What is needed>
Rewrite the lines below, replacing every "bounding box" with "enclosing rectangle" and leaving everything else unchanged.

Supplied material>
==============================
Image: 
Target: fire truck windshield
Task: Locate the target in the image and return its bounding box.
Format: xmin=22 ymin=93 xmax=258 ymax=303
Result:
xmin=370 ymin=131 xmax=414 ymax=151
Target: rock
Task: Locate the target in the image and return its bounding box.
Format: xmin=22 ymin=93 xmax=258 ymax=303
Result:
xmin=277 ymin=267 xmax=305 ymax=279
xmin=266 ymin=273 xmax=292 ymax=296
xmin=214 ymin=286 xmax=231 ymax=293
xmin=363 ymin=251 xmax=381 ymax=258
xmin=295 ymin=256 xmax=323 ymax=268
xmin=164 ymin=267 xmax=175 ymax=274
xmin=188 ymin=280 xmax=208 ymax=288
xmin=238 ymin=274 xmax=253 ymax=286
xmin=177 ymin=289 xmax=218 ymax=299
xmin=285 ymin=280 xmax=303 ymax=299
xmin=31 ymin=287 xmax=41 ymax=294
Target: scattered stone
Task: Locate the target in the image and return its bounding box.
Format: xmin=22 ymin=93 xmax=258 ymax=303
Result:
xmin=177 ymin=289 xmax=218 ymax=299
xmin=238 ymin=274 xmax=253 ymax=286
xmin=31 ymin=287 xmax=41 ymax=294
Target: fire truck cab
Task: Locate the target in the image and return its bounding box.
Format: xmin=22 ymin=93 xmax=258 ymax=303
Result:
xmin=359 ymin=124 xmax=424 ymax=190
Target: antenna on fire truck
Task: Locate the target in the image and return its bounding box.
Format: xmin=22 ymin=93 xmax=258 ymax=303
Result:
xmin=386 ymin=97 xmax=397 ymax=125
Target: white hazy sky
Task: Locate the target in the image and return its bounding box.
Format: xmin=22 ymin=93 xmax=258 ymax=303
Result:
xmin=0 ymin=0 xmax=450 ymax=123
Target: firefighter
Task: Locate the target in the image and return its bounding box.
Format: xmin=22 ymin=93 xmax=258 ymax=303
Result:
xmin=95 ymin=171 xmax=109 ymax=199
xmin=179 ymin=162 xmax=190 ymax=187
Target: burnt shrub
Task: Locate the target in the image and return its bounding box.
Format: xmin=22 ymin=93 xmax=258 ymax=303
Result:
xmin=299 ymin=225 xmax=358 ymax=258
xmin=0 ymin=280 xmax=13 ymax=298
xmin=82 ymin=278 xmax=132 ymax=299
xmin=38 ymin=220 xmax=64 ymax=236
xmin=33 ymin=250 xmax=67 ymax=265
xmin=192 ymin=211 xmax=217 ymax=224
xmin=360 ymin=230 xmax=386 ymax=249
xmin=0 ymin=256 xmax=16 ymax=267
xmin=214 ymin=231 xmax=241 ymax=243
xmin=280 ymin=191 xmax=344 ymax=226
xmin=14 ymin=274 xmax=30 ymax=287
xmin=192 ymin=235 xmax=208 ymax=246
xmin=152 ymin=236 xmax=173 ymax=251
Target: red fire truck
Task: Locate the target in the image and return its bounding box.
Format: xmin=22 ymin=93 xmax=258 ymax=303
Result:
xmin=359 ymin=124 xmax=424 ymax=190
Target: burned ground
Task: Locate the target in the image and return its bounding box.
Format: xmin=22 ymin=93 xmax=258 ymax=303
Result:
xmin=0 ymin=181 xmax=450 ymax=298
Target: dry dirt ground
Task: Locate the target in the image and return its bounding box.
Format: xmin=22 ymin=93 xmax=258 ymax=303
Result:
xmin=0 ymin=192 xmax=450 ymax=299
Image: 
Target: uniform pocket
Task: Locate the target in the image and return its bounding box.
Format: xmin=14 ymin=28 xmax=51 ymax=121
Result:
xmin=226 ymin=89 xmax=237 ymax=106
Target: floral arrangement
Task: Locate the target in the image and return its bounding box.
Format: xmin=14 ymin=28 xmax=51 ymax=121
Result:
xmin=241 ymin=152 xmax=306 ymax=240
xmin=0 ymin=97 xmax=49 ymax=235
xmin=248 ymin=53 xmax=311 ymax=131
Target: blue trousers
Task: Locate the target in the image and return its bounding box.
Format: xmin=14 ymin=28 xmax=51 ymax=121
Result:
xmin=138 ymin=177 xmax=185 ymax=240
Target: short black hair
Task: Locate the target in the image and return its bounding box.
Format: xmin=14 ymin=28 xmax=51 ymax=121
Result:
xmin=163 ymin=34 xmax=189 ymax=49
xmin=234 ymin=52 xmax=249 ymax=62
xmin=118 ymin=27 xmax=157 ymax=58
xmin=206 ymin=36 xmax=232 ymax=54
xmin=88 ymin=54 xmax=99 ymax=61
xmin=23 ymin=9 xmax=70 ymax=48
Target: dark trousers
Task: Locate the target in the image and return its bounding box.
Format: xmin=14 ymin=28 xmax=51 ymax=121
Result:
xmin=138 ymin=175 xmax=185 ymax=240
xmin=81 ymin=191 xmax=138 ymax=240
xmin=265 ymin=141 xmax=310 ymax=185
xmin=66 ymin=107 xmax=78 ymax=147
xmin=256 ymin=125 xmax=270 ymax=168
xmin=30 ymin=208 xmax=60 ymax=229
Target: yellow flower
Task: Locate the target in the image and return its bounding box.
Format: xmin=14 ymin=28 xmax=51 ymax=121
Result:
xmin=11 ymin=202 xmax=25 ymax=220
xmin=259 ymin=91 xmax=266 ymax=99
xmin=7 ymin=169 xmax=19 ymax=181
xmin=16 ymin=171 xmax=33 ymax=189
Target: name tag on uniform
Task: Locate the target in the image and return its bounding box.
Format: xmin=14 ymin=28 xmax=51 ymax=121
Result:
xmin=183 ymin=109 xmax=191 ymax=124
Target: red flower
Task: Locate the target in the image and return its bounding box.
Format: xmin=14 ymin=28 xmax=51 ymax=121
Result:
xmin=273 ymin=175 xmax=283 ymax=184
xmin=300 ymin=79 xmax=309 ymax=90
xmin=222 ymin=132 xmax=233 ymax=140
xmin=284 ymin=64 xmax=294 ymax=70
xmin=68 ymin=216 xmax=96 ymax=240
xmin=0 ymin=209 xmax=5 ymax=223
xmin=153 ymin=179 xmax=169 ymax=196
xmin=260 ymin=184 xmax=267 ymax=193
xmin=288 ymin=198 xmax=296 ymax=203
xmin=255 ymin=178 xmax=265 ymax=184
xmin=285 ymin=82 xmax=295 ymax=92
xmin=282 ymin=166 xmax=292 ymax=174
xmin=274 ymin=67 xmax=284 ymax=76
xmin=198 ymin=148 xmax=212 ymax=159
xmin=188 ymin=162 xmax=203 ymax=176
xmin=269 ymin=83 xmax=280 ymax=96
==============================
Full answer>
Image: 
Target: fire truck windshield
Task: Locate the target in the image and return its enclosing rectangle.
Format: xmin=22 ymin=93 xmax=258 ymax=303
Result:
xmin=370 ymin=131 xmax=414 ymax=151
Target: rock
Task: Locate the target in the image and return its enclosing rectangle.
Format: xmin=22 ymin=93 xmax=258 ymax=303
Result:
xmin=277 ymin=267 xmax=305 ymax=279
xmin=266 ymin=273 xmax=292 ymax=296
xmin=214 ymin=286 xmax=231 ymax=293
xmin=363 ymin=251 xmax=381 ymax=258
xmin=295 ymin=256 xmax=323 ymax=268
xmin=164 ymin=267 xmax=175 ymax=274
xmin=188 ymin=280 xmax=208 ymax=288
xmin=238 ymin=274 xmax=253 ymax=286
xmin=177 ymin=289 xmax=218 ymax=299
xmin=285 ymin=280 xmax=303 ymax=299
xmin=31 ymin=287 xmax=41 ymax=294
Target: scattered stone
Task: Locate the target in the image and return its enclosing rectangle.
Format: xmin=22 ymin=93 xmax=258 ymax=303
Result:
xmin=177 ymin=289 xmax=218 ymax=299
xmin=238 ymin=274 xmax=253 ymax=286
xmin=31 ymin=287 xmax=41 ymax=294
Target: fire truck cab
Task: Locate the target in the image and return its enclosing rectangle.
Format: xmin=22 ymin=93 xmax=258 ymax=303
Result:
xmin=359 ymin=124 xmax=424 ymax=190
Target: antenna on fire truck
Task: Locate the target in the image and return its enclosing rectangle.
Format: xmin=22 ymin=93 xmax=258 ymax=303
Result:
xmin=386 ymin=97 xmax=397 ymax=125
Target: white hazy sky
Task: Locate the target in the image and return its enclosing rectangle.
Format: xmin=22 ymin=93 xmax=258 ymax=303
Result:
xmin=0 ymin=0 xmax=450 ymax=123
Target: firefighter
Task: Locate the target in the image and return its enclosing rectangle.
Format: xmin=22 ymin=93 xmax=258 ymax=303
Result:
xmin=95 ymin=171 xmax=109 ymax=199
xmin=179 ymin=162 xmax=190 ymax=187
Target: burnt shrub
Task: Locate the target in the image and return its enclosing rectangle.
Format: xmin=22 ymin=93 xmax=258 ymax=303
Result:
xmin=299 ymin=225 xmax=358 ymax=258
xmin=0 ymin=280 xmax=13 ymax=298
xmin=82 ymin=278 xmax=132 ymax=299
xmin=38 ymin=220 xmax=64 ymax=236
xmin=33 ymin=250 xmax=67 ymax=265
xmin=192 ymin=211 xmax=217 ymax=224
xmin=360 ymin=230 xmax=386 ymax=249
xmin=0 ymin=256 xmax=16 ymax=267
xmin=214 ymin=231 xmax=241 ymax=243
xmin=280 ymin=191 xmax=344 ymax=226
xmin=14 ymin=274 xmax=30 ymax=287
xmin=192 ymin=235 xmax=208 ymax=246
xmin=152 ymin=236 xmax=173 ymax=251
Target: red fire truck
Task: Locate the target in the image and return its enclosing rectangle.
Format: xmin=22 ymin=93 xmax=258 ymax=303
Result:
xmin=359 ymin=124 xmax=424 ymax=190
Target: burned ground
Task: Locate the target in the image and return its enclosing rectangle.
Format: xmin=22 ymin=93 xmax=258 ymax=303
Result:
xmin=0 ymin=181 xmax=450 ymax=298
Target: dry dirt ground
Task: Locate the target in the image and return its enclosing rectangle.
Format: xmin=22 ymin=93 xmax=258 ymax=303
Result:
xmin=0 ymin=192 xmax=450 ymax=299
Image: 
Target: uniform pocket
Task: Locate the target in the image and return its enclosing rectangle.
Format: xmin=14 ymin=28 xmax=51 ymax=121
Result:
xmin=226 ymin=89 xmax=237 ymax=106
Target: floral arrangement
Task: Locate the target in the image and return its enclosing rectangle.
Format: xmin=14 ymin=28 xmax=51 ymax=121
Result:
xmin=241 ymin=152 xmax=306 ymax=240
xmin=0 ymin=97 xmax=49 ymax=235
xmin=248 ymin=53 xmax=311 ymax=131
Target: blue trousers
Task: Locate the target in the image and return its enclosing rectangle.
Format: xmin=14 ymin=28 xmax=51 ymax=121
Result:
xmin=138 ymin=177 xmax=185 ymax=240
Target: short black hair
Task: Locate the target in the image and return its enclosing rectangle.
Format: xmin=14 ymin=28 xmax=51 ymax=121
Result:
xmin=163 ymin=34 xmax=189 ymax=49
xmin=234 ymin=52 xmax=249 ymax=62
xmin=118 ymin=27 xmax=157 ymax=58
xmin=206 ymin=36 xmax=232 ymax=54
xmin=88 ymin=54 xmax=99 ymax=61
xmin=23 ymin=9 xmax=70 ymax=48
Target: dark trousers
Task: Locate the target in the image and return its enclosing rectangle.
Format: xmin=14 ymin=28 xmax=51 ymax=121
Result:
xmin=138 ymin=175 xmax=185 ymax=240
xmin=81 ymin=191 xmax=138 ymax=240
xmin=265 ymin=141 xmax=310 ymax=185
xmin=66 ymin=107 xmax=78 ymax=147
xmin=256 ymin=125 xmax=270 ymax=168
xmin=30 ymin=208 xmax=60 ymax=229
Target: yellow flower
Task: Locate the target in the image and return its enclosing rectangle.
Format: xmin=14 ymin=28 xmax=51 ymax=121
Result:
xmin=11 ymin=202 xmax=25 ymax=220
xmin=259 ymin=91 xmax=266 ymax=99
xmin=7 ymin=169 xmax=19 ymax=181
xmin=16 ymin=171 xmax=33 ymax=189
Target: name tag on uniform
Task: Locate the target in the image and return its enclosing rectangle.
Format: xmin=14 ymin=28 xmax=51 ymax=121
Result:
xmin=183 ymin=109 xmax=191 ymax=124
Target: red flower
Task: Locate the target in the image and return its enclosing rectangle.
Format: xmin=14 ymin=28 xmax=51 ymax=121
Result:
xmin=273 ymin=175 xmax=283 ymax=184
xmin=300 ymin=79 xmax=309 ymax=90
xmin=222 ymin=132 xmax=233 ymax=140
xmin=284 ymin=64 xmax=294 ymax=70
xmin=68 ymin=216 xmax=96 ymax=240
xmin=0 ymin=209 xmax=5 ymax=223
xmin=153 ymin=179 xmax=169 ymax=196
xmin=260 ymin=184 xmax=267 ymax=193
xmin=288 ymin=198 xmax=296 ymax=203
xmin=255 ymin=178 xmax=265 ymax=184
xmin=285 ymin=82 xmax=295 ymax=92
xmin=282 ymin=166 xmax=292 ymax=174
xmin=274 ymin=67 xmax=284 ymax=76
xmin=198 ymin=148 xmax=212 ymax=159
xmin=188 ymin=162 xmax=203 ymax=176
xmin=269 ymin=83 xmax=280 ymax=96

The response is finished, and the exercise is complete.